Material to process:
────────────────────

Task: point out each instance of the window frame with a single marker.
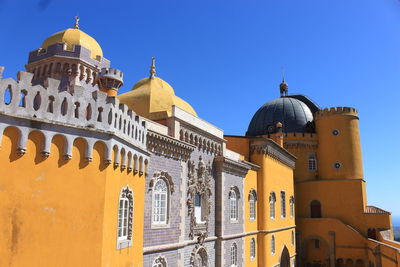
(312, 162)
(291, 206)
(233, 254)
(253, 248)
(252, 205)
(273, 245)
(167, 194)
(283, 204)
(272, 205)
(125, 218)
(233, 205)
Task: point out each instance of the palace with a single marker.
(96, 178)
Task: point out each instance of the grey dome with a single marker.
(295, 115)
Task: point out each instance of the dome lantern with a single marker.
(284, 88)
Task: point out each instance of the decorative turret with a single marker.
(70, 56)
(284, 88)
(153, 68)
(110, 80)
(339, 148)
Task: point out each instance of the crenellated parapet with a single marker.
(95, 118)
(268, 147)
(346, 111)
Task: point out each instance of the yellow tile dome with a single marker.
(153, 98)
(74, 36)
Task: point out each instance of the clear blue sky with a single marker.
(226, 58)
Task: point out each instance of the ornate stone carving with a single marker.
(199, 182)
(162, 175)
(160, 260)
(199, 257)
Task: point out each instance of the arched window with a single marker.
(160, 202)
(283, 204)
(312, 162)
(233, 206)
(159, 262)
(291, 202)
(315, 209)
(272, 244)
(234, 254)
(252, 204)
(272, 200)
(125, 218)
(292, 238)
(252, 249)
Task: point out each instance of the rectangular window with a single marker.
(252, 209)
(283, 204)
(197, 208)
(312, 163)
(316, 245)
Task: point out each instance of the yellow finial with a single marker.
(153, 68)
(76, 26)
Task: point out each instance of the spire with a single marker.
(76, 26)
(153, 68)
(283, 87)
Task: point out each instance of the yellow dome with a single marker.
(74, 36)
(153, 98)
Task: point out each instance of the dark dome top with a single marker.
(294, 112)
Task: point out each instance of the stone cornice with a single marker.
(268, 147)
(233, 167)
(299, 144)
(168, 146)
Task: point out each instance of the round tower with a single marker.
(110, 80)
(339, 148)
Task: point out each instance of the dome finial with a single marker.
(153, 68)
(76, 25)
(283, 87)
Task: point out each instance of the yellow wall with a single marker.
(301, 146)
(247, 260)
(74, 204)
(250, 183)
(344, 147)
(239, 144)
(273, 176)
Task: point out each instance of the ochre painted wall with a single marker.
(344, 148)
(250, 183)
(73, 203)
(273, 176)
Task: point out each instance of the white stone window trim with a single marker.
(233, 197)
(273, 249)
(252, 205)
(312, 162)
(272, 205)
(291, 206)
(283, 204)
(293, 238)
(167, 194)
(163, 175)
(160, 261)
(200, 210)
(253, 249)
(234, 254)
(125, 240)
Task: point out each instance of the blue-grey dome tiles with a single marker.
(294, 114)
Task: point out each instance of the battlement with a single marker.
(95, 112)
(111, 73)
(335, 111)
(301, 136)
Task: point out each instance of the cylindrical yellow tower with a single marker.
(339, 148)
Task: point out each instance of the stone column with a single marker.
(332, 248)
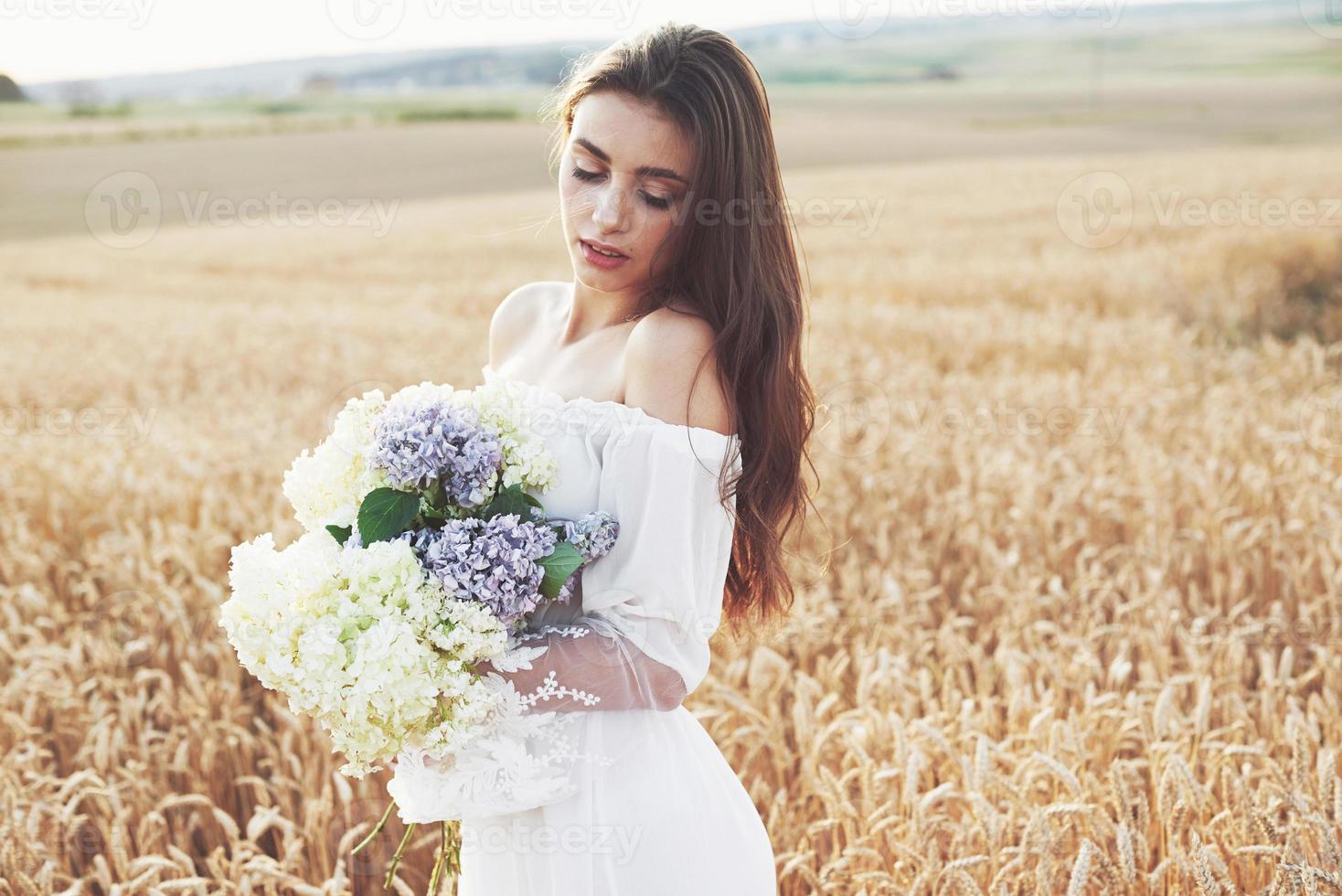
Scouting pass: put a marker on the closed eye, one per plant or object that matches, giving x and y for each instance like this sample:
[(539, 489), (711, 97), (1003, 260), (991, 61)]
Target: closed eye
[(655, 201)]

────────────────────

Problem to solve: Reproduce the listing word for word. Do not carry over the pictures.

Answer to this exercise:
Task: point out each instance of the window frame with a single marker.
(312, 162)
(291, 206)
(233, 254)
(253, 248)
(252, 205)
(273, 245)
(167, 194)
(283, 204)
(272, 205)
(125, 218)
(233, 205)
Task: point out each instance of the palace with a single marker.
(96, 178)
Task: point out each instance of the grey dome with a single marker.
(295, 115)
Task: point out each instance of the dome lantern with a single marker.
(284, 88)
Task: point out each instance of the decorative turret with a single marker.
(70, 56)
(284, 88)
(153, 68)
(110, 80)
(339, 148)
Task: point out each instance of the crenellated parapet with a single marker.
(95, 118)
(268, 147)
(346, 111)
Task: point out each instance of the yellow tile dome with a single marker.
(153, 98)
(74, 36)
Task: point out each instance of the clear blue sky with a single marker.
(226, 58)
Task: point out each instance of the ornate stone carving with a single marker.
(199, 182)
(162, 175)
(160, 260)
(199, 257)
Task: point out each instance of the arched window with a single marker.
(160, 202)
(283, 204)
(312, 162)
(233, 206)
(159, 262)
(291, 202)
(315, 209)
(272, 244)
(234, 254)
(252, 204)
(272, 200)
(125, 218)
(292, 238)
(252, 249)
Task: point out each instance of the rectangular window with a single marker.
(252, 209)
(283, 204)
(197, 208)
(312, 163)
(316, 245)
Task: point out each instance of the yellow finial with a single marker.
(153, 68)
(76, 26)
Task: point out each instance of the spire with a single marker.
(76, 26)
(153, 68)
(283, 87)
Task: point out each instance of the yellow dome with a single marker.
(74, 36)
(153, 98)
Task: point out each instance of the dark dome top with a single marker.
(294, 112)
Task: point out each instance of the stone cornice with a single marker.
(268, 147)
(233, 167)
(299, 144)
(168, 146)
Task: point out each instance of the round tower with a single marker.
(110, 80)
(339, 148)
Task: point out each instance of the dome finial with a single marker.
(153, 68)
(76, 25)
(283, 87)
Task: point out each instance of the yellow wall with a single marker.
(301, 146)
(247, 260)
(74, 204)
(250, 183)
(344, 147)
(239, 144)
(273, 176)
Task: point out each instance of the ochre painted wall with a single marker.
(344, 148)
(250, 183)
(73, 203)
(273, 176)
Task: point out each instance of the white stone window trim with a single marker.
(233, 197)
(273, 249)
(252, 205)
(312, 162)
(272, 205)
(291, 206)
(283, 204)
(293, 238)
(167, 194)
(163, 175)
(160, 261)
(200, 210)
(253, 249)
(234, 254)
(125, 240)
Task: point out each instance of the blue-grey dome tiles with a single marker.
(294, 114)
Task: point out each instance of the battlement with a single marker.
(95, 112)
(111, 73)
(335, 111)
(301, 136)
Task: point out each instance of the cylindrical yellow tower with a single marker.
(339, 148)
Task: point out each instance of the stone column with a single marker.
(332, 248)
Scouting pass: put a marker on the closed eye, one per plant or object that matches, giving x and y for each instance like this sample:
[(539, 489), (711, 97), (1003, 260), (991, 61)]
Target: closed eye
[(655, 201)]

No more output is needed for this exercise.